▸ **Material for this exercise**:
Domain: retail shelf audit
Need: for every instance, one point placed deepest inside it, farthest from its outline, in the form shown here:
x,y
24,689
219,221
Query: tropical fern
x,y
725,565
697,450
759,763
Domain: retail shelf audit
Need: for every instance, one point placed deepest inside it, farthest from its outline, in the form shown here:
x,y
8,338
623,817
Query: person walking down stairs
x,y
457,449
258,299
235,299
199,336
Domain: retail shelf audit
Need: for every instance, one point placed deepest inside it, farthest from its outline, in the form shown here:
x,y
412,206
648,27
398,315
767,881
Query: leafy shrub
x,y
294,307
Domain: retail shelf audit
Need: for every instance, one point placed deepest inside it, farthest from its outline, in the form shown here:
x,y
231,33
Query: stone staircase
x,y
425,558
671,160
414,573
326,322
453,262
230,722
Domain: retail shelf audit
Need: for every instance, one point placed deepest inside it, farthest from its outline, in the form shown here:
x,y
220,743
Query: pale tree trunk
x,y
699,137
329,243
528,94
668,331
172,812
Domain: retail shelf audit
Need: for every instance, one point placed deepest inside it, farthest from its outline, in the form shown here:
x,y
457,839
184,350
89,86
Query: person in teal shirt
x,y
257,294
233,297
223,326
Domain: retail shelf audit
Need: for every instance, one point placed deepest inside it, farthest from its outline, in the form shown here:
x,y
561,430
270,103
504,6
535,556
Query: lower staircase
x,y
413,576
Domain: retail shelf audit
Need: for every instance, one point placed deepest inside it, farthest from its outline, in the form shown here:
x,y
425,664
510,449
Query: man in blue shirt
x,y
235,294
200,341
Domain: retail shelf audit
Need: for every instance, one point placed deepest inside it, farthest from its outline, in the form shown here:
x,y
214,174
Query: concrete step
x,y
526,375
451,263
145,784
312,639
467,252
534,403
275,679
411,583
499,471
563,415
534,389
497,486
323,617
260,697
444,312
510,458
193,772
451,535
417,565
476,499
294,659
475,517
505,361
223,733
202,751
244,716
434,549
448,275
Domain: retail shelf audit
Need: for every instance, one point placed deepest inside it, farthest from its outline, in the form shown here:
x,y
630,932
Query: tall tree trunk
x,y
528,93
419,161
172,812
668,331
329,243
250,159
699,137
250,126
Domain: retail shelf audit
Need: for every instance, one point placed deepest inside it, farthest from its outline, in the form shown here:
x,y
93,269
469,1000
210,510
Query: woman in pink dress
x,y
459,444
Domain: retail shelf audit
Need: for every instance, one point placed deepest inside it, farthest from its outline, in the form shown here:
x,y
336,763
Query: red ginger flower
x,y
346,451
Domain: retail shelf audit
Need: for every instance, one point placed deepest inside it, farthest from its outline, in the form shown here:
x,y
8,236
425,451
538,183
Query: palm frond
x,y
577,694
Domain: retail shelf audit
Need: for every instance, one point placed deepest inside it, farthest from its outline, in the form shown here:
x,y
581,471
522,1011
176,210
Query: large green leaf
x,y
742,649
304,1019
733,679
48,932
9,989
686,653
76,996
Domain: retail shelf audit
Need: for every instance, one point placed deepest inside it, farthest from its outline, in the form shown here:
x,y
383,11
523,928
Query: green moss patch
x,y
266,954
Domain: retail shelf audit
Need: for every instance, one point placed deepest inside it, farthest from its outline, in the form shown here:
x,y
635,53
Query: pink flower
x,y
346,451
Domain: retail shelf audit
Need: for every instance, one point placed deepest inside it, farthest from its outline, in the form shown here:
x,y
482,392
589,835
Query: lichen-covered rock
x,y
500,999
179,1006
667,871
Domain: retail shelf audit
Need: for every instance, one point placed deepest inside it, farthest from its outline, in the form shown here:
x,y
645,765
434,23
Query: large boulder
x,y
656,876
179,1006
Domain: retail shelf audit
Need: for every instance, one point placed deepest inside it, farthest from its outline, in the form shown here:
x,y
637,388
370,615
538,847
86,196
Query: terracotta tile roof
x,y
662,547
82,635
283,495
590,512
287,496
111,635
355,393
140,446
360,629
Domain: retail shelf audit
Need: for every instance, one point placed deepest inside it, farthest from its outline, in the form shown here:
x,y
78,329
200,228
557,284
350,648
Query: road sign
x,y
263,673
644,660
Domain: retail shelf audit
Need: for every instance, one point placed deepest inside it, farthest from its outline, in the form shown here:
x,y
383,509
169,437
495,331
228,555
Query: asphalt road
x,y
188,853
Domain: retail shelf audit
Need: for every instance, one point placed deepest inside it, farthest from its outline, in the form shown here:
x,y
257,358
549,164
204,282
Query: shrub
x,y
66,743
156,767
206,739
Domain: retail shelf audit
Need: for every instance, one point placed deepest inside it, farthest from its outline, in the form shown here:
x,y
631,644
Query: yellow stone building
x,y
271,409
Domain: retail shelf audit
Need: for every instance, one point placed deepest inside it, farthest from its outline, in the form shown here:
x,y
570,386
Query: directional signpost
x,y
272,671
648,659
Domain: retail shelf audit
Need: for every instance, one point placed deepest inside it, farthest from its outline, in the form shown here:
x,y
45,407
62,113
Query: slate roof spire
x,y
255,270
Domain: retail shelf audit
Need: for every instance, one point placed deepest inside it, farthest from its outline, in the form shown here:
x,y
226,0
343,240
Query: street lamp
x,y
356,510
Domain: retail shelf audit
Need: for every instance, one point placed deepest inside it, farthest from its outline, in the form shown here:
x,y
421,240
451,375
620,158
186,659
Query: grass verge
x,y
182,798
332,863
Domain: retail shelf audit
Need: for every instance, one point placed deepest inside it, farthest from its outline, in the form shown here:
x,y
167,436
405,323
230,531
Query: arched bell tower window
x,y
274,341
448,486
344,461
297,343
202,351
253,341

▸ **Given task**: Copy every record exactly as presented.

▸ **Finished exercise**:
Domain: retail shelf audit
Need: for every instance, one point placed deepest inside it, farthest from its outline, in the form shown here:
x,y
24,689
219,221
Query: tropical fern
x,y
725,565
697,450
759,763
Domain: retail shelf audit
Need: for every instance, one point placed deepest inside it, farthest from its outline, in the form shown here:
x,y
8,338
623,817
Query: person walking down stairs
x,y
457,449
258,299
235,299
199,336
Domain: retail shelf audit
Need: for every instance, one point placed deepest inside it, farthest from its outline, in the form shown here:
x,y
412,206
648,27
398,315
767,881
Query: leafy shrub
x,y
294,307
Domain: retail shelf audit
Need: for every instance, one point placed deepest inside it, farthest from its outline, in the form shown here:
x,y
231,33
Query: stone staircase
x,y
425,558
671,160
414,573
326,322
453,262
230,722
Domain: retail shelf audit
Need: for every instance, one point placed deepest inside it, farthest from its outline, in the form shown here:
x,y
220,743
Query: pale tree trunk
x,y
699,137
329,243
528,94
668,331
172,812
Domain: retail shelf audit
Need: for every instance, one point placed deepest inside it, farthest from its outline, in the form shown here:
x,y
457,839
184,350
89,86
Query: person in teal shirt
x,y
257,294
233,297
223,326
Domain: retail shelf audit
Need: for every instance, one point placed deepest inside it, farthest from its outline, in the form shown here:
x,y
561,430
270,103
504,6
535,556
Query: lower staircase
x,y
413,576
Domain: retail shelf audit
Need: for every instance, one point placed deepest inside it, farthest from its outline, in the form shown here:
x,y
425,664
510,449
Query: man in blue shirt
x,y
235,294
200,341
Domain: retail shelf audit
Need: for every instance, one point placed deepest inside it, farthest from its outline, in the form shown here:
x,y
214,174
Query: concrete step
x,y
526,375
451,263
145,784
312,639
467,252
534,403
275,679
411,583
499,471
563,415
534,389
497,486
323,617
260,697
444,312
510,458
193,772
451,535
417,565
476,499
294,659
475,517
505,361
223,733
202,751
244,716
434,549
448,275
Domain: retail shelf audit
Need: for every instance, one point placed deepest inside it, farthest from its outline, in the form shown here:
x,y
630,932
Query: tall tree trunk
x,y
528,93
419,161
172,812
668,331
329,243
250,159
699,137
250,126
Domain: retail shelf audit
Need: for every instance, one point placed deepest inside it, farthest from its outline, in the form shown here:
x,y
93,269
469,1000
210,510
Query: woman in pink dress
x,y
459,444
Domain: retail shelf audit
Need: for every instance, one point placed deepest inside it, farthest from its outline, in the form shown here:
x,y
336,763
Query: red ginger flower
x,y
346,451
Domain: retail shelf audit
Need: for every instance, one point placed deepest inside it, farthest from its outline, in the form shown here:
x,y
8,236
425,451
538,183
Query: palm frond
x,y
577,694
Domain: retail shelf audit
Need: for every instance, one point placed deepest inside it, farthest from its outline, in the form shown here:
x,y
581,471
522,1011
176,210
Query: large green leaf
x,y
742,649
304,1019
733,679
48,932
9,989
686,653
76,996
Domain: retail shelf audit
Need: for every instance, one point placed deepest inside it, farthest from its outline, in the form shown here:
x,y
383,11
523,928
Query: green moss patch
x,y
266,954
Domain: retail shelf audit
Need: for every instance, one point placed deepest inside it, farthest from its outline, in the form shown here:
x,y
635,53
Query: pink flower
x,y
346,451
Domain: retail shelf audit
Need: for every instance, one point placed deepest inside it, farthest from its outline, in the form shown here:
x,y
482,392
589,835
Query: lichen-covered rock
x,y
500,999
179,1006
667,871
Domain: retail shelf audit
Need: for every instance, one point placed deepest inside it, farthest from its outline, in the form shown here:
x,y
645,765
434,23
Query: large boulder
x,y
656,876
179,1006
Domain: retail shelf audit
Need: for every instance, one point placed deepest inside it, farthest from its outline, in the form shown here:
x,y
637,388
370,615
538,847
86,196
Query: terracotta tile roof
x,y
662,547
82,635
283,495
590,512
287,496
111,635
355,393
140,446
360,629
Domain: retail shelf audit
Need: for every instance, one point placed deepest inside it, farthest from its outline, in the form shown here:
x,y
78,329
200,228
557,284
350,648
Query: road sign
x,y
263,673
644,660
Domain: retail shelf audit
Need: for every instance, one point placed deepest inside it, farthest from its outline, in the form shown here:
x,y
383,509
169,437
495,331
228,555
Query: asphalt road
x,y
188,853
Domain: retail shelf audit
Need: for every instance, one point placed deepest inside it, farthest from its outline, in the form shown here:
x,y
257,358
549,164
204,282
Query: shrub
x,y
66,743
156,767
206,739
Domain: retail shelf audit
Need: for every instance, one point placed deepest inside it, farthest from its outline, in the form shown here:
x,y
631,644
Query: yellow stone building
x,y
271,409
Domain: retail shelf audit
Need: for every instance, one point placed deepest inside it, farthest from its outline, in the form shown here:
x,y
570,386
Query: directional signpost
x,y
272,671
648,659
Domain: retail shelf audit
Need: for every instance, one point placed deepest inside it, farthest from its outline, in the form shown here:
x,y
45,407
62,113
Query: slate roof spire
x,y
255,270
Domain: retail shelf audit
Need: for every instance, one point placed deepest inside it, farthest from its outline, in the form shown here:
x,y
226,0
343,240
Query: street lamp
x,y
356,510
Domain: retail shelf audit
Need: for every instance, one point placed deepest inside it, farthest from its outline, in the form shown here:
x,y
421,240
451,375
620,158
186,659
Query: grass verge
x,y
182,798
332,863
Domain: retail shelf audit
Need: for every instance, one point placed deepest inside it, farthest from its outline, in the form shown here:
x,y
167,436
405,323
230,531
Query: arched bell tower window
x,y
274,341
448,486
344,461
297,343
202,351
253,341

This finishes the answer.